Dataset items:
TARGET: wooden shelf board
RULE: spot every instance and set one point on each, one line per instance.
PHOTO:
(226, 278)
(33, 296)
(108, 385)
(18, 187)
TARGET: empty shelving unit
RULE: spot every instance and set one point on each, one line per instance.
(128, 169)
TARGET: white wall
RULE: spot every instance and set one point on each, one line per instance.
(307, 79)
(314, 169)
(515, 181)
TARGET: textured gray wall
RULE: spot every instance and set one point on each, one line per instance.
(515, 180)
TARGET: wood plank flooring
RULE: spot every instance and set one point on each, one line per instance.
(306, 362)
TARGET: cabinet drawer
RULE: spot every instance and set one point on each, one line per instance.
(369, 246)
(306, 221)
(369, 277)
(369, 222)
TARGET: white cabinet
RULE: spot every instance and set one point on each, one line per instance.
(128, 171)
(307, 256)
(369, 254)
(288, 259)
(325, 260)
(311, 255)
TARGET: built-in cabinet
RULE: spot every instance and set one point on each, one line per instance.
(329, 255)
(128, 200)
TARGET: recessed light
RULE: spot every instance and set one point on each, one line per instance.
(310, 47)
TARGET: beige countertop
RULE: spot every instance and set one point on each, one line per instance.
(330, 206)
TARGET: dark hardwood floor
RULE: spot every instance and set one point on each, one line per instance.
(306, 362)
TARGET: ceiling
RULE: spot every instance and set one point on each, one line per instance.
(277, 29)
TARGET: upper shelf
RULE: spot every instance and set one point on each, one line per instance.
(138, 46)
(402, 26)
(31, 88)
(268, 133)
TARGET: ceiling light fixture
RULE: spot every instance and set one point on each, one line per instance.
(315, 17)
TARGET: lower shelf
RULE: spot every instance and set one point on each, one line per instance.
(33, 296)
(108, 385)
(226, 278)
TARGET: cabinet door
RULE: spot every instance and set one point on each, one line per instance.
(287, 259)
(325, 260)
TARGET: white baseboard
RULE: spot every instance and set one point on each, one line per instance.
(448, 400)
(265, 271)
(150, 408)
---
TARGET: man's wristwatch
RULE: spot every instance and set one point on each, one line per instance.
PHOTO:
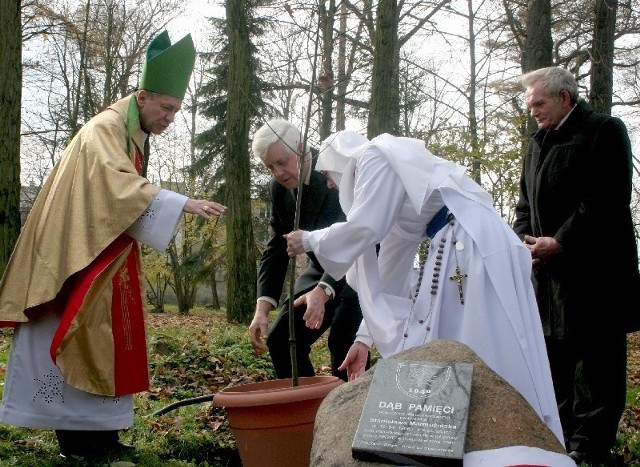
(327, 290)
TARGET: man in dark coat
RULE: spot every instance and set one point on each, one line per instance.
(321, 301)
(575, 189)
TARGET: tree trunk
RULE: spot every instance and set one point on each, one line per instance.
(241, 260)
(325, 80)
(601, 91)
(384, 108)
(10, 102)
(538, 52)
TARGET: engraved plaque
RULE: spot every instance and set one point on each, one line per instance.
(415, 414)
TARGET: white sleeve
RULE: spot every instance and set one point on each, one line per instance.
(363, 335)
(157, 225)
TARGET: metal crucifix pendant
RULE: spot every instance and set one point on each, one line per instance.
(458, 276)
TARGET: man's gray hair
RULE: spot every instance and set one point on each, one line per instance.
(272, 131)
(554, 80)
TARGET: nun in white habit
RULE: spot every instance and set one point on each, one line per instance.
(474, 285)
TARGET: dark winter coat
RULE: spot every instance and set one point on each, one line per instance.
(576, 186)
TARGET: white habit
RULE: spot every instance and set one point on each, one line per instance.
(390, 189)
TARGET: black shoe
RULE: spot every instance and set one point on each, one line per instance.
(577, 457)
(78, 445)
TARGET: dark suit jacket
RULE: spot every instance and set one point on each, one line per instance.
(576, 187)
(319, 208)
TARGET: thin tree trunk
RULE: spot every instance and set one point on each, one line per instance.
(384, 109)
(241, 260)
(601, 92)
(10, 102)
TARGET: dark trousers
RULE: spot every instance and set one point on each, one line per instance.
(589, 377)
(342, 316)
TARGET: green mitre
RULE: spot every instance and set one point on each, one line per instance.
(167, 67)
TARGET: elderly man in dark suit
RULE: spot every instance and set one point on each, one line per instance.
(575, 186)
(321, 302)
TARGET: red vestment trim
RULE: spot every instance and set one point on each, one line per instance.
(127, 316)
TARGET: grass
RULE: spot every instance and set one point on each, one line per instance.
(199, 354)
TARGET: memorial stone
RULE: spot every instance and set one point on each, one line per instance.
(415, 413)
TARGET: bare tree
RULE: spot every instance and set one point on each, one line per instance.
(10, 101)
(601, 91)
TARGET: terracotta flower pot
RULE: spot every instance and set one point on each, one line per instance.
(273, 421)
--
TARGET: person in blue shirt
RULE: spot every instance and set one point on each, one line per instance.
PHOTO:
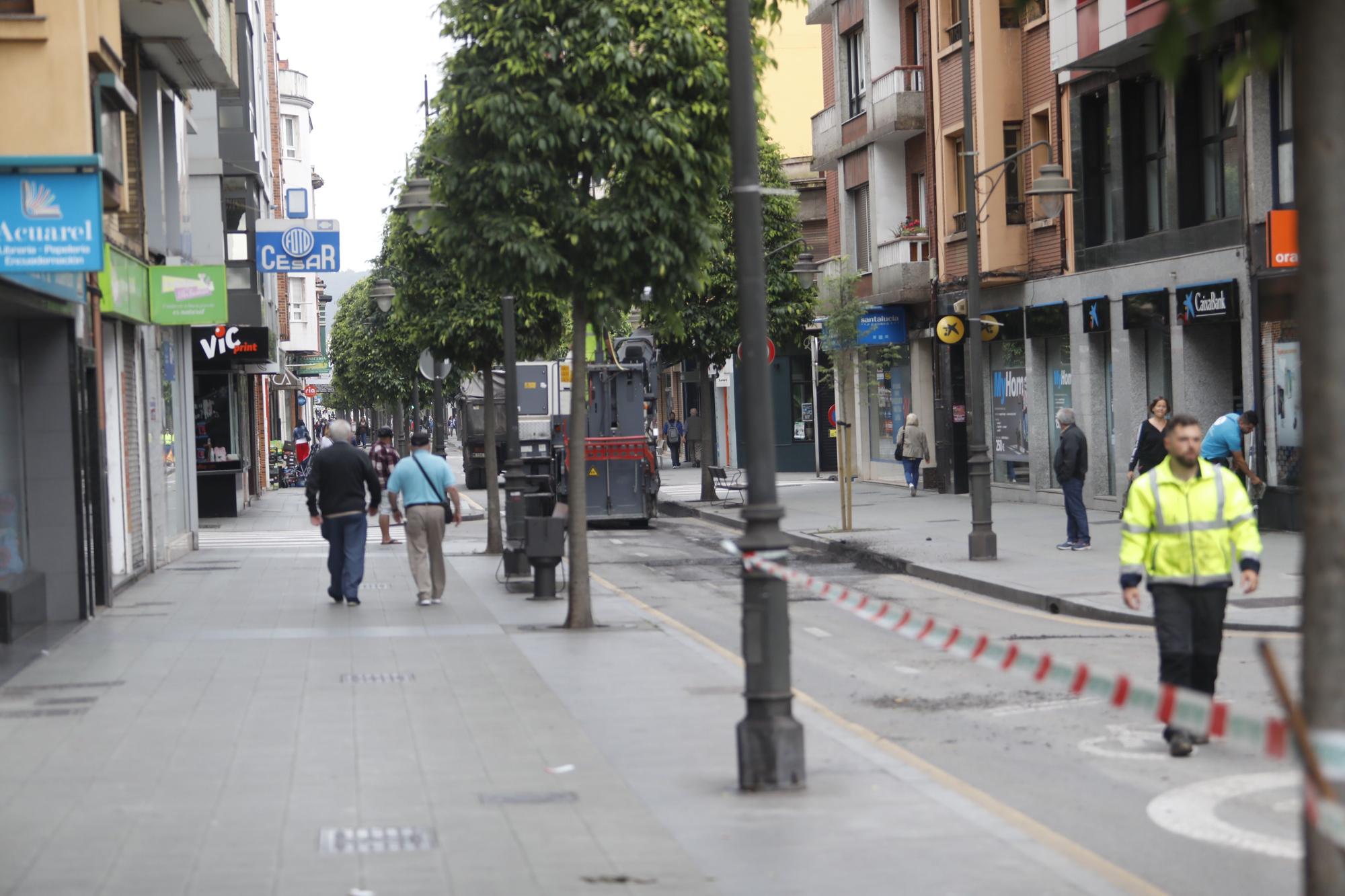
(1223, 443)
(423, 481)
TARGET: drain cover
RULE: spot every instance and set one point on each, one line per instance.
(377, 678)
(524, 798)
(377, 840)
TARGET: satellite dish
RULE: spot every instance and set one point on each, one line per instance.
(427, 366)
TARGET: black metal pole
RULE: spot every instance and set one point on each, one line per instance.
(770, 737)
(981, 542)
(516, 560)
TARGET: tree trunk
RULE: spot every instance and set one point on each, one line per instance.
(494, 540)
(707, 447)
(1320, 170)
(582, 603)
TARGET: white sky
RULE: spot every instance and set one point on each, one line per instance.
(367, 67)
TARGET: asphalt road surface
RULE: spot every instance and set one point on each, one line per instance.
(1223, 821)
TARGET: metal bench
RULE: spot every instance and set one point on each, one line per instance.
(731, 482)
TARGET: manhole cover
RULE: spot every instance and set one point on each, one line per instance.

§ **Task instructions**
Select and copy each line of the data above that contains the word "suit".

§ **Problem solution**
TARGET: dark suit jacket
TARGET: elderly man in dark suit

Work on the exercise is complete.